* **Source records**
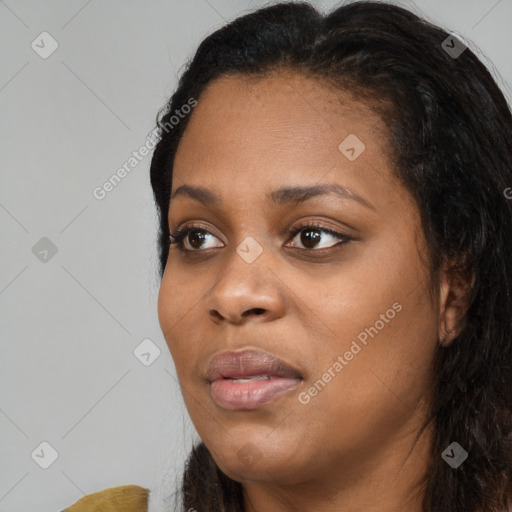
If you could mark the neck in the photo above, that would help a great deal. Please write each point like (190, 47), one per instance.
(388, 481)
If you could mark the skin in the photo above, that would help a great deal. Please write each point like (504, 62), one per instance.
(351, 448)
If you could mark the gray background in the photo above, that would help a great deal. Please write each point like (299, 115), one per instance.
(70, 321)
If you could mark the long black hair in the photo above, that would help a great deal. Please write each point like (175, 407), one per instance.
(451, 133)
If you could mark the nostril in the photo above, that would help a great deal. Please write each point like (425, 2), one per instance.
(258, 311)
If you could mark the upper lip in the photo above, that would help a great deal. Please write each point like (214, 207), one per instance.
(247, 363)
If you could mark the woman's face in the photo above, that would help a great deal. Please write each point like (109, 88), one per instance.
(312, 299)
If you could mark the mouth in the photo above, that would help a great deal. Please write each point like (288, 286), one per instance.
(249, 379)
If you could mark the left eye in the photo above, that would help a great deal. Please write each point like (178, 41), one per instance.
(310, 235)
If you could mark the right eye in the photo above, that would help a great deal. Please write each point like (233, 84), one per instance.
(181, 238)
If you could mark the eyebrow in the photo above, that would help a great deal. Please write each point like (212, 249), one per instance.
(281, 196)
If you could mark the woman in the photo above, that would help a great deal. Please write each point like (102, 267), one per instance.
(336, 251)
(336, 248)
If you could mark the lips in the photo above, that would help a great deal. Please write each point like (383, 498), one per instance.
(249, 363)
(249, 379)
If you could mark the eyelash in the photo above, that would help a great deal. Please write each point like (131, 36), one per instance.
(177, 238)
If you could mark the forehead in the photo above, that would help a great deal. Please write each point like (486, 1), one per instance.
(251, 132)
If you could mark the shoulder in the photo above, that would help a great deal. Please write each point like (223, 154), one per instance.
(128, 498)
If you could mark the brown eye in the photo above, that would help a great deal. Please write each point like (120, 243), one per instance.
(311, 235)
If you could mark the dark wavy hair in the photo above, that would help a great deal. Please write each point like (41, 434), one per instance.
(451, 134)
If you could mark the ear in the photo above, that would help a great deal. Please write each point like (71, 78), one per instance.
(454, 292)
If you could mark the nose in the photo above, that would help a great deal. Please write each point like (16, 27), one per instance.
(246, 291)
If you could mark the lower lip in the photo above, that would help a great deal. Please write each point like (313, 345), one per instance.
(233, 395)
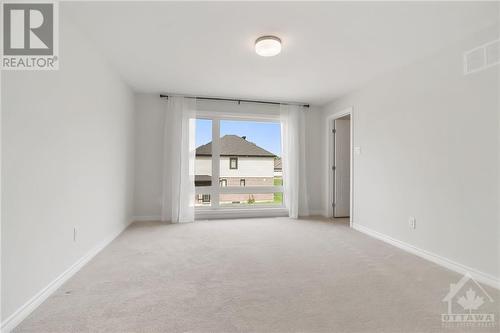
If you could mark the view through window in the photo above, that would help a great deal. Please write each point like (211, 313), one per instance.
(247, 158)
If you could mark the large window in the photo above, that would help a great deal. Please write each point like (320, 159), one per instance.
(236, 164)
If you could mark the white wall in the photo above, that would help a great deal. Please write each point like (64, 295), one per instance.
(67, 161)
(248, 167)
(149, 137)
(429, 141)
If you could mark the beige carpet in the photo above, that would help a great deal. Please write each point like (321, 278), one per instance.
(253, 275)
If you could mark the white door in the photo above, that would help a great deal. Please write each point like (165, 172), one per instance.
(342, 167)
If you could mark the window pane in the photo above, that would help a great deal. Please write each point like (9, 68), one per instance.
(249, 151)
(245, 199)
(203, 163)
(202, 200)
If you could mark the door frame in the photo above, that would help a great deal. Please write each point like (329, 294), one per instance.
(331, 159)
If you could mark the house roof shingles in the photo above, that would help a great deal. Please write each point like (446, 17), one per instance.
(233, 145)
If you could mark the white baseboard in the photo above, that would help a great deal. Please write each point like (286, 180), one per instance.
(25, 310)
(477, 275)
(146, 218)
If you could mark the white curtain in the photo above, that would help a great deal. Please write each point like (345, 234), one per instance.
(294, 160)
(179, 150)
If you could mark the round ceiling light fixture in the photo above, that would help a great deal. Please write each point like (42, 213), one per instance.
(268, 46)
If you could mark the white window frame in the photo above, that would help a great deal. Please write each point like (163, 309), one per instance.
(215, 189)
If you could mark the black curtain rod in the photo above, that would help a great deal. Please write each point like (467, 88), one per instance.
(238, 100)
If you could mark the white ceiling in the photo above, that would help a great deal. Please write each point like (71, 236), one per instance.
(328, 48)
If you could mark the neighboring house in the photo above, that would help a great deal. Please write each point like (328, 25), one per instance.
(242, 163)
(278, 169)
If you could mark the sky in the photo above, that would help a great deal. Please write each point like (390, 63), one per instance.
(266, 135)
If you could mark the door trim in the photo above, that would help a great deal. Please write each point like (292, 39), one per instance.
(331, 158)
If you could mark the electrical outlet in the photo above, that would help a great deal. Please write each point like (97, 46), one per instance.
(412, 222)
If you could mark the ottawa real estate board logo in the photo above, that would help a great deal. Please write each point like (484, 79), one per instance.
(30, 35)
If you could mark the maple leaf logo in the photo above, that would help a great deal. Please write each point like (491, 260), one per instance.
(470, 301)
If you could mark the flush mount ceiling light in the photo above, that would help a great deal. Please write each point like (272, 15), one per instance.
(268, 46)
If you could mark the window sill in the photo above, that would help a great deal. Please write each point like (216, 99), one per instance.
(228, 213)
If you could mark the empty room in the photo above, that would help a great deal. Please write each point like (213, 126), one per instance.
(250, 166)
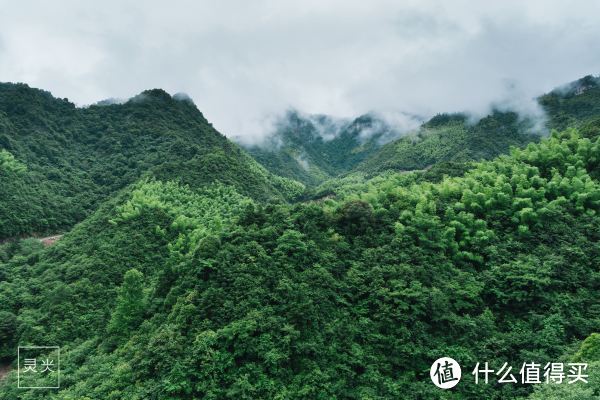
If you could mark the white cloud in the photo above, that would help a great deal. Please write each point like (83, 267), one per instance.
(243, 62)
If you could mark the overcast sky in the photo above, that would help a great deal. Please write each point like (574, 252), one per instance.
(243, 62)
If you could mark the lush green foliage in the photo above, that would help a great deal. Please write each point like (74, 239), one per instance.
(349, 297)
(311, 149)
(78, 157)
(451, 138)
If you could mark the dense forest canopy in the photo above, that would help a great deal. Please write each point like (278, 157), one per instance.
(194, 272)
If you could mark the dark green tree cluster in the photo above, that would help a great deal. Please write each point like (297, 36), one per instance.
(349, 297)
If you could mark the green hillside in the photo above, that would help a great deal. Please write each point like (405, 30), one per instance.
(451, 138)
(166, 292)
(70, 159)
(313, 148)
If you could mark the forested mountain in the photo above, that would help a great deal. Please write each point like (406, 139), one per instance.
(66, 160)
(168, 292)
(313, 148)
(190, 277)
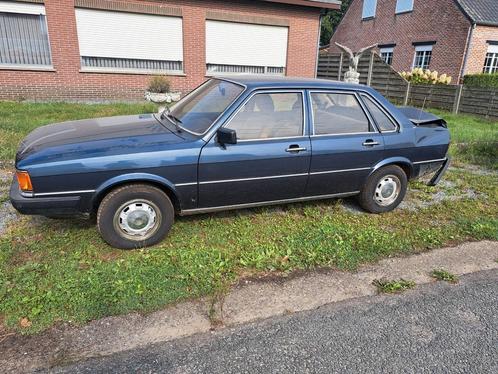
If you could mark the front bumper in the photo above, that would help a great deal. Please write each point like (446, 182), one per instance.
(44, 206)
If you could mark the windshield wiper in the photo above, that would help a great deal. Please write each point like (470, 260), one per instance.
(174, 120)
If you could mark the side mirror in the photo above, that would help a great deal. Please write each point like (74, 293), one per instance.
(226, 136)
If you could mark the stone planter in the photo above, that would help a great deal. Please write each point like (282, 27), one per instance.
(162, 98)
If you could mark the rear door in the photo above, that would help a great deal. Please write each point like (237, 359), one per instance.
(346, 143)
(271, 159)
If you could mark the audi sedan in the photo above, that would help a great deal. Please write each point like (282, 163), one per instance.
(232, 143)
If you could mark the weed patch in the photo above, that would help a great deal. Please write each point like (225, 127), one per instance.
(393, 286)
(444, 275)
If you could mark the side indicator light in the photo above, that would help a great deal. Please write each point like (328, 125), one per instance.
(24, 181)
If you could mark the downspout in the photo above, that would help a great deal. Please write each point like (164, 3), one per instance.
(322, 14)
(467, 50)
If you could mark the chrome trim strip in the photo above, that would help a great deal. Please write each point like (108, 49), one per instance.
(428, 161)
(62, 193)
(265, 203)
(338, 171)
(186, 184)
(255, 178)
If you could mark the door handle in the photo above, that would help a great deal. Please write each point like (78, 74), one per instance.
(370, 143)
(295, 148)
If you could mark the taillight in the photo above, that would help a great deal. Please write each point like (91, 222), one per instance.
(24, 181)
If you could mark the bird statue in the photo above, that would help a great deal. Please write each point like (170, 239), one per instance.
(352, 75)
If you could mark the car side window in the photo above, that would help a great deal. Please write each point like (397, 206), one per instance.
(381, 119)
(338, 113)
(270, 115)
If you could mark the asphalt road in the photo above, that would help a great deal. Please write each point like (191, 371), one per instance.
(437, 328)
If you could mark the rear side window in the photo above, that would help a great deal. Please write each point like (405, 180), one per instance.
(338, 113)
(381, 119)
(270, 115)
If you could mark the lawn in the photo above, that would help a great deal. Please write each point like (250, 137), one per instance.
(54, 271)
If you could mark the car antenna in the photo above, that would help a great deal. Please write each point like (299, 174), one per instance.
(423, 107)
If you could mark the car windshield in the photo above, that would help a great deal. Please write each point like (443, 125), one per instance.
(197, 111)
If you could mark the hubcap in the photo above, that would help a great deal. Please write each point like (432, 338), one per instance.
(387, 190)
(137, 219)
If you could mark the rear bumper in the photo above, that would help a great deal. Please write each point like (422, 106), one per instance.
(44, 206)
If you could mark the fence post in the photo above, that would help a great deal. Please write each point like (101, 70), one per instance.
(407, 93)
(370, 69)
(339, 74)
(490, 102)
(458, 98)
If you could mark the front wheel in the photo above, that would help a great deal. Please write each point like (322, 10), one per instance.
(385, 190)
(135, 216)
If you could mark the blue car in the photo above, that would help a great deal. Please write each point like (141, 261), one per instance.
(232, 143)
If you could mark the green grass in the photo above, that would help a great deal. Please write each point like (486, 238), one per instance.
(393, 286)
(55, 271)
(444, 275)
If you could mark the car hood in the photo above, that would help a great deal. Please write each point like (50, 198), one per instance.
(96, 130)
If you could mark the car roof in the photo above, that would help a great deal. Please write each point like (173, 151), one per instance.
(265, 81)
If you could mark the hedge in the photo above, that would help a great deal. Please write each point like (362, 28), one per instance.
(481, 80)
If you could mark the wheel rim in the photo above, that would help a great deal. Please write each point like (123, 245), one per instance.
(137, 220)
(387, 190)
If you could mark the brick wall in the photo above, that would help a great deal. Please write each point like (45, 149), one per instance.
(67, 82)
(430, 20)
(479, 47)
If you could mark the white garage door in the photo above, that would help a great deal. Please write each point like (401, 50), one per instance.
(129, 41)
(245, 48)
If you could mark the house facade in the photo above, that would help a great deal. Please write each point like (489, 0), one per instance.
(108, 49)
(455, 37)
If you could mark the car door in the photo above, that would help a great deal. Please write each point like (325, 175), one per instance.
(272, 156)
(346, 144)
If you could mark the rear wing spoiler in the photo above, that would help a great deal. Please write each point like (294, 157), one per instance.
(420, 118)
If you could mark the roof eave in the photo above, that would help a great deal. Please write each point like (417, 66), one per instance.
(327, 4)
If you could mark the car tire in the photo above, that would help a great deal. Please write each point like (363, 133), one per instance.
(384, 190)
(135, 216)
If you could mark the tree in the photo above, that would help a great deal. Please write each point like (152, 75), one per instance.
(330, 22)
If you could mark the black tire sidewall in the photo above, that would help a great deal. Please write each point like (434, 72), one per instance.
(116, 198)
(366, 198)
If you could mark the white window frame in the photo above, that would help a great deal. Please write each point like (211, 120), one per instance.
(28, 9)
(366, 5)
(493, 66)
(105, 56)
(385, 51)
(222, 59)
(402, 6)
(422, 48)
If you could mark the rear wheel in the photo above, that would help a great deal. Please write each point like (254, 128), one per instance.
(385, 190)
(135, 216)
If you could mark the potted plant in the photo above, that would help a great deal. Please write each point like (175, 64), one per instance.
(158, 91)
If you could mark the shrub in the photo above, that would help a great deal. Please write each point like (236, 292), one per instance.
(420, 76)
(481, 80)
(159, 84)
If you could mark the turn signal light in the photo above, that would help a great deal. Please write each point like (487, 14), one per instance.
(24, 181)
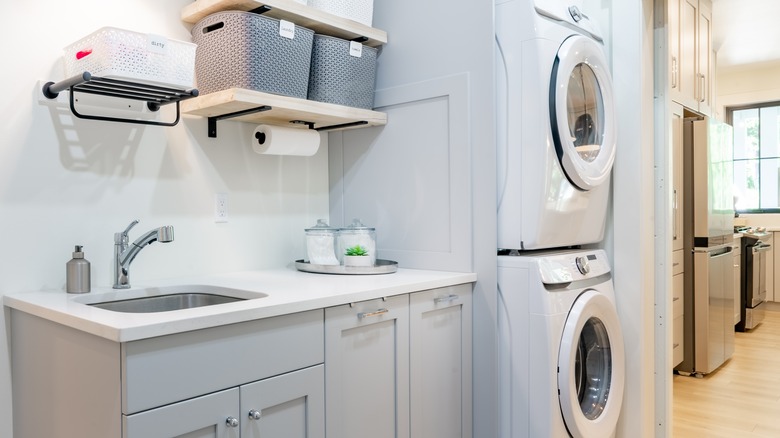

* **Work required**
Pick out every line in the items above that contains the word "curtain", and copy each one in full.

* **Output for this task**
If you could mark the white curtain in the photo above, that would help a great deal. Please write each point like (345, 234), one per instance.
If you could mark the black curtain rod in the photo above, that would help a great deal. Please write each point like (467, 88), one per instance.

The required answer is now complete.